**ARBEITSAUFTRÄGE**
1 - Woraus bestand laut dem Lesetext die erste Leinwand in der Schulaula?
2 - Zitiere aus dem Lesetext wörtlich den Abschnitt zwischen „Mittlerweile ist Kino“ und „vielen Vorstellungen dabei.“, beide Stellen eingeschlossen.

=== LESETEXT ===

Mittlerweile ist Kino für den Alarm-Service-Techniker vor allem zeitaufwendiges Hobby und eines, das er mit seiner Ehefrau Birthe teilt. Sie ist beim Filmring für die Kasse zuständig. Auch die drei gemeinsamen Kinder sind zwischen Filmrollen, Projektor und Leinwand groß geworden und bei vielen Vorstellungen dabei.

2011 übernahm Hoeck den Vereinsvorsitz von Filmringgründer und Ehrenvorsitzendem Fritz Arp. Mit zwei anderen Schülern der Sachsenwaldschule baute Arp 1956, damals 16 Jahre alter Gymnasiast, erstmals die Leinwand in der Schulaula auf. Die bestand noch aus einem Betttuch, das an einem zusammengeschweißten Stahlrahmen befestigt ist.

Das Betttuch ist lange Geschichte, „aber noch im Besitz des Filmrings“, weiß Marina Umlauf. Schon lange vor ihrer Pensionierung als Schulleiterin an der Gemeinschaftsschule engagierte sich die heute 69-Jährige für den Filmring. Hier schätzt sie vor allem das „tolle Team“, in dem die meisten schon ergraut sind, wie sie mit einem Augenzwinkern sagt. Besonders glücklich ist sie, dass sie für die Filmring-Arbeit Flüchtlinge aus Syrien und dem Jemen gewinnen konnte. Umlauf ist zugleich in der Reinbeker Flüchtlingsinitiative aktiv und weiß als ehemalige Lehrerin nur zu gut, wie wichtig das Erlernen der Sprache für die Integration ist. „Das mit der Sprache ging bei uns im Filmring ganz schnell“, sagt sie. Mittlerweile sind alle vier Flüchtlinge in fester Arbeit und haben leider für ihr Ehrenamt keine Zeit mehr.

=== VORGEGEBENE EINTRÄGE ===

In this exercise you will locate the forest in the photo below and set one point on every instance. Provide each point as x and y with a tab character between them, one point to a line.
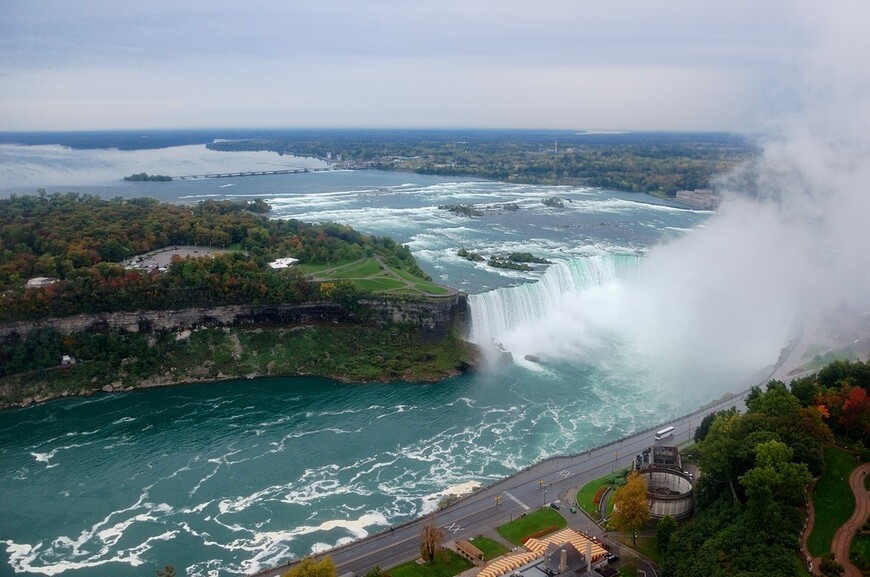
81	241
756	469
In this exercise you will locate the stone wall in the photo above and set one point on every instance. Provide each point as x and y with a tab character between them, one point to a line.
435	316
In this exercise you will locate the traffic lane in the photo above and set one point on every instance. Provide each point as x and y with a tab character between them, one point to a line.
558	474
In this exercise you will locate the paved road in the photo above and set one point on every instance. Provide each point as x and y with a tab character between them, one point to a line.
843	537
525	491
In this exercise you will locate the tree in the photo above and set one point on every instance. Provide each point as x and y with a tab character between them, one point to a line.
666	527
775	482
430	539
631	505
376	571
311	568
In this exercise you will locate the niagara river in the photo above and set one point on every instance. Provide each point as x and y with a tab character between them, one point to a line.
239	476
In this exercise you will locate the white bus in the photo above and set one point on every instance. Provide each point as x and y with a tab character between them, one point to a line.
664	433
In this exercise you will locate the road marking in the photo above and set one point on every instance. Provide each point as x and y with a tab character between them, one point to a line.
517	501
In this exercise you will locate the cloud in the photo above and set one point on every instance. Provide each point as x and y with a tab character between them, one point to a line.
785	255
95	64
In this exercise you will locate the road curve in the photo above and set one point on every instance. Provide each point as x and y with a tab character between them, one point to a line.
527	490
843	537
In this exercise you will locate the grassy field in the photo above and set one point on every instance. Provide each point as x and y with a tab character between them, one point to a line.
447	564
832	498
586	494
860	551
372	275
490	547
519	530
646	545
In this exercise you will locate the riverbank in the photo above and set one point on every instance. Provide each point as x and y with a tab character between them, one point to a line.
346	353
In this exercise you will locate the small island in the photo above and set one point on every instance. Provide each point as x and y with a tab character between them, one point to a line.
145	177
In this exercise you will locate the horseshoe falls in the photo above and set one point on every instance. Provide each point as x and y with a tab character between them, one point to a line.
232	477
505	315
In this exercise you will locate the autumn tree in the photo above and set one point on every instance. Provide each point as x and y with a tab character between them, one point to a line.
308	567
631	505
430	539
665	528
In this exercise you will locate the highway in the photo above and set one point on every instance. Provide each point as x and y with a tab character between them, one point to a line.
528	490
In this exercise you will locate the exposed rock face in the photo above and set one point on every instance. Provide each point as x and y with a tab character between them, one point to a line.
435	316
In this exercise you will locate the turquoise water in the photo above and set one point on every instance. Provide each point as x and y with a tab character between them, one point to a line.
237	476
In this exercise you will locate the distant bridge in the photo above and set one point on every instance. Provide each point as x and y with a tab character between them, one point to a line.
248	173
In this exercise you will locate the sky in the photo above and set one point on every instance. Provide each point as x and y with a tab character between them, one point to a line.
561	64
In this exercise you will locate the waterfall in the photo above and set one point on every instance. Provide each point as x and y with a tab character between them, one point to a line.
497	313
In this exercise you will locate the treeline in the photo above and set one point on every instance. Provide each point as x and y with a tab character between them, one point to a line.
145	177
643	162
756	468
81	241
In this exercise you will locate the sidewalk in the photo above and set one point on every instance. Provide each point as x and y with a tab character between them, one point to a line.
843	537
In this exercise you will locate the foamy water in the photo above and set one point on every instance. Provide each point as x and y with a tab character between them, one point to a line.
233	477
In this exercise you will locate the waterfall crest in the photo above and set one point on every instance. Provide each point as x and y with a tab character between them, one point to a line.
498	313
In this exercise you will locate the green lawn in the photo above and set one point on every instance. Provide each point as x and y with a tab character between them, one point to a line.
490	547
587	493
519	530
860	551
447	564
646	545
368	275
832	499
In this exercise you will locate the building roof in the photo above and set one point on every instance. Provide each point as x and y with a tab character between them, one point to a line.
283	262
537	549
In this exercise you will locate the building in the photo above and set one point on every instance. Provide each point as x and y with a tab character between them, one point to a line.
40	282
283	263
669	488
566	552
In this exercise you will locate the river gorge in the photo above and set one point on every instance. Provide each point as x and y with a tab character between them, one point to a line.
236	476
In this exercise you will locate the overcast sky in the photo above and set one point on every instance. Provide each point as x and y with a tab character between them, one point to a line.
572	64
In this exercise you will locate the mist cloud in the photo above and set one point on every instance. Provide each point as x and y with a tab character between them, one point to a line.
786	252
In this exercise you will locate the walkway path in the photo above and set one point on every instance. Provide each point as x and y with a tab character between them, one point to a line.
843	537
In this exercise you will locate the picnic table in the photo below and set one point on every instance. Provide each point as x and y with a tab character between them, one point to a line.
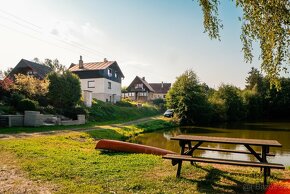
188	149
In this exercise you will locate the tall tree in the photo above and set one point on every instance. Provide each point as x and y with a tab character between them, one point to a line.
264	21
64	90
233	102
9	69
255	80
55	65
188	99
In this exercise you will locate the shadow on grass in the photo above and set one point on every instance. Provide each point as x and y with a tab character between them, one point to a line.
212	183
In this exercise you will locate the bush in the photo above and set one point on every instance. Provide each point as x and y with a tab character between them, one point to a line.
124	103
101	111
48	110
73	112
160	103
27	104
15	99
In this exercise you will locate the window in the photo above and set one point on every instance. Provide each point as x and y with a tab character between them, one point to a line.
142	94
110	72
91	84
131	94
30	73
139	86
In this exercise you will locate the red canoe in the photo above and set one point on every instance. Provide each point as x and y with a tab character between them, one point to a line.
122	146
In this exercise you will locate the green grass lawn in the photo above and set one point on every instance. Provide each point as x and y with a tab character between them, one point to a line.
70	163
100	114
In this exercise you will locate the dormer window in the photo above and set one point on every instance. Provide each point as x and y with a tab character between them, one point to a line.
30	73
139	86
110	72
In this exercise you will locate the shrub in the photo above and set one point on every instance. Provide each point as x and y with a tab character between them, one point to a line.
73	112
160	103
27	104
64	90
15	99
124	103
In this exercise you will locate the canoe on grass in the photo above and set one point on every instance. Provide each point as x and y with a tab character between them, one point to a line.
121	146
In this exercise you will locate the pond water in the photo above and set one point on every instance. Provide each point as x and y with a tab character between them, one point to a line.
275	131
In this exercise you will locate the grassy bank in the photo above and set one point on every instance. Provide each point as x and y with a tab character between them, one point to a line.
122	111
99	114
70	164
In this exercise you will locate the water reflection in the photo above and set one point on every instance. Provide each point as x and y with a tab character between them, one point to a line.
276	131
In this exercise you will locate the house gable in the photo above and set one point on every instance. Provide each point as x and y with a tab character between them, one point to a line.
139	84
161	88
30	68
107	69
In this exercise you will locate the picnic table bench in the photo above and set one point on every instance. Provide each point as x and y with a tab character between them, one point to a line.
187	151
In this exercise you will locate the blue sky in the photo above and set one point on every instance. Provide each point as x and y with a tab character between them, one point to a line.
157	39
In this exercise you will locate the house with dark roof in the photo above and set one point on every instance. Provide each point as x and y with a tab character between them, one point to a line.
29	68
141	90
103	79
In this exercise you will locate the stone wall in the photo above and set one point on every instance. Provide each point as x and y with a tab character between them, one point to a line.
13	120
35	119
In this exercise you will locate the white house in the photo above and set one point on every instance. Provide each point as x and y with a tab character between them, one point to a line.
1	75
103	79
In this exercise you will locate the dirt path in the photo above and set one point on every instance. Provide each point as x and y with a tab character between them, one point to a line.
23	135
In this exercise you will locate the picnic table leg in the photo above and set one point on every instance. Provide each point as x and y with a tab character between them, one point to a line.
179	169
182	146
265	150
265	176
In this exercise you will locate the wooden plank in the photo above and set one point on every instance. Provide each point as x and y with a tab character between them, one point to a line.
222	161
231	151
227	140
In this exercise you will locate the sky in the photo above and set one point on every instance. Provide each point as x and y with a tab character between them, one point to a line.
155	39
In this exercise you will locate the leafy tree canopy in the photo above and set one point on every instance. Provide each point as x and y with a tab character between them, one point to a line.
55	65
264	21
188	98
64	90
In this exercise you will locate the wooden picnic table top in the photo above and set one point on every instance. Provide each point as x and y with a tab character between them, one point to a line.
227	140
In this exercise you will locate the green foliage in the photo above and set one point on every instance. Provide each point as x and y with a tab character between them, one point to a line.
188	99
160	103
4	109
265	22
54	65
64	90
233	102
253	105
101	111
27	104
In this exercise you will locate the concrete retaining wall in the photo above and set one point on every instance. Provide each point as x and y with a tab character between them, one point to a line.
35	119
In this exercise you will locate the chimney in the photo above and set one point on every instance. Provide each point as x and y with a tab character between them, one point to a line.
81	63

===
=== VORGEGEBENE EINTRÄGE ===

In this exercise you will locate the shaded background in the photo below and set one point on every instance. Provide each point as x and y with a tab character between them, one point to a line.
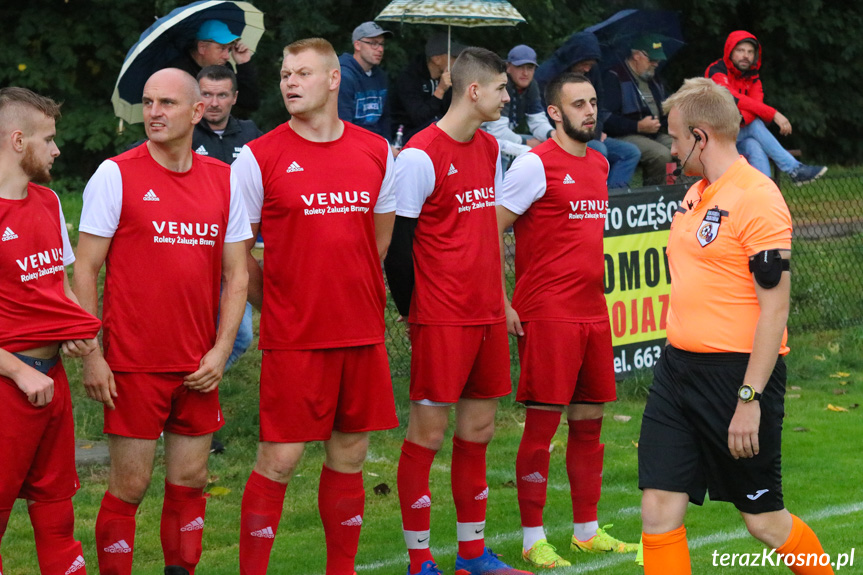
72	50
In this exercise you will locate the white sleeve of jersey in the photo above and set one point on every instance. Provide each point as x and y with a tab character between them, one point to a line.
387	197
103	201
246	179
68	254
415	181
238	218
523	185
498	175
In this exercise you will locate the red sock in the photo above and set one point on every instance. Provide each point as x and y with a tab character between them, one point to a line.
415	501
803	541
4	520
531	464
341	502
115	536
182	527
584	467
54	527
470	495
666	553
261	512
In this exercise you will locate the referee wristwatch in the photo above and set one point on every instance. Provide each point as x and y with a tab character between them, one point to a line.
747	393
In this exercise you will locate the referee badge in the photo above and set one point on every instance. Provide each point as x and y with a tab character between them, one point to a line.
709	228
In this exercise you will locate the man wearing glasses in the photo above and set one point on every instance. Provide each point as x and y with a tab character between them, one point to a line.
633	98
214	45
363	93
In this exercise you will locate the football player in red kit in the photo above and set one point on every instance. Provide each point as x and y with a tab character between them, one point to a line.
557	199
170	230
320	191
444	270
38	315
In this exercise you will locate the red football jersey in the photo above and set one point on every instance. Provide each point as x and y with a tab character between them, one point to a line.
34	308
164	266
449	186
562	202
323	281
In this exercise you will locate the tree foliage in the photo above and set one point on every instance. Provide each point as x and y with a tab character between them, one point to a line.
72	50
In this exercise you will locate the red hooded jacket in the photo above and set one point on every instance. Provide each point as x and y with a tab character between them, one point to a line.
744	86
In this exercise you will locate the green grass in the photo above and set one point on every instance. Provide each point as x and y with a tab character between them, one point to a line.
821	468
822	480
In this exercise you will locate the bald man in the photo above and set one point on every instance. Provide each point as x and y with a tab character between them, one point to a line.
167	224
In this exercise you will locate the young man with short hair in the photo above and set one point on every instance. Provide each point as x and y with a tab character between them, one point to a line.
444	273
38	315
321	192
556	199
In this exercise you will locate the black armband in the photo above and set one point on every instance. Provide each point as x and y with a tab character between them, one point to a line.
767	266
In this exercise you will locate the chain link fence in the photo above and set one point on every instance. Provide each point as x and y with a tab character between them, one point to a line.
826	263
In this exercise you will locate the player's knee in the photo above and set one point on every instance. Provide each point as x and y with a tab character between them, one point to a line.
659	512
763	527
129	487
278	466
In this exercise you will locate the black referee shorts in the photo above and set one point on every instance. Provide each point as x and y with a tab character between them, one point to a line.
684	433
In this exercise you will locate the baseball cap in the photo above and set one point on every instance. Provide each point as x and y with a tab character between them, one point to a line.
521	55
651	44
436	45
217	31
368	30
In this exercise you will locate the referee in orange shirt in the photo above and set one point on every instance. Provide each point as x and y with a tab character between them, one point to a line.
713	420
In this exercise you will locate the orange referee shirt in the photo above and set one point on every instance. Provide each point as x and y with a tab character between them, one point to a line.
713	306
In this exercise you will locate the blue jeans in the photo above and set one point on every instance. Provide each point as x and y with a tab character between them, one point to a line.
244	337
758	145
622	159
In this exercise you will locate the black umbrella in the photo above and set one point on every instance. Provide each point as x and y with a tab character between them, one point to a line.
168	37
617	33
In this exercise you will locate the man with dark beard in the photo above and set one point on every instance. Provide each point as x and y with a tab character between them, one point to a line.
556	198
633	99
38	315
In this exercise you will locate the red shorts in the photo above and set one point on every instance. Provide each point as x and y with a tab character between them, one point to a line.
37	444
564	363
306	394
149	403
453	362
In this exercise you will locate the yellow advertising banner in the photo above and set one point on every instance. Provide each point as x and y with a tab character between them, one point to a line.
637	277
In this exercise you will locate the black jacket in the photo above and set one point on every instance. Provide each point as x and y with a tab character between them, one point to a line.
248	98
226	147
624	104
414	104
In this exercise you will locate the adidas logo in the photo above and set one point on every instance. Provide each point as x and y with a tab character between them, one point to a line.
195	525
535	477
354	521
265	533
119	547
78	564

===

**LÖSUNGEN**
1 - Aus einem Betttuch, das an einem zusammengeschweißten Stahlrahmen befestigt ist.

2 -
Mittlerweile ist Kino für den Alarm-Service-Techniker vor allem zeitaufwendiges Hobby und eines, das er mit seiner Ehefrau Birthe teilt. Sie ist beim Filmring für die Kasse zuständig. Auch die drei gemeinsamen Kinder sind zwischen Filmrollen, Projektor und Leinwand groß geworden und bei vielen Vorstellungen dabei.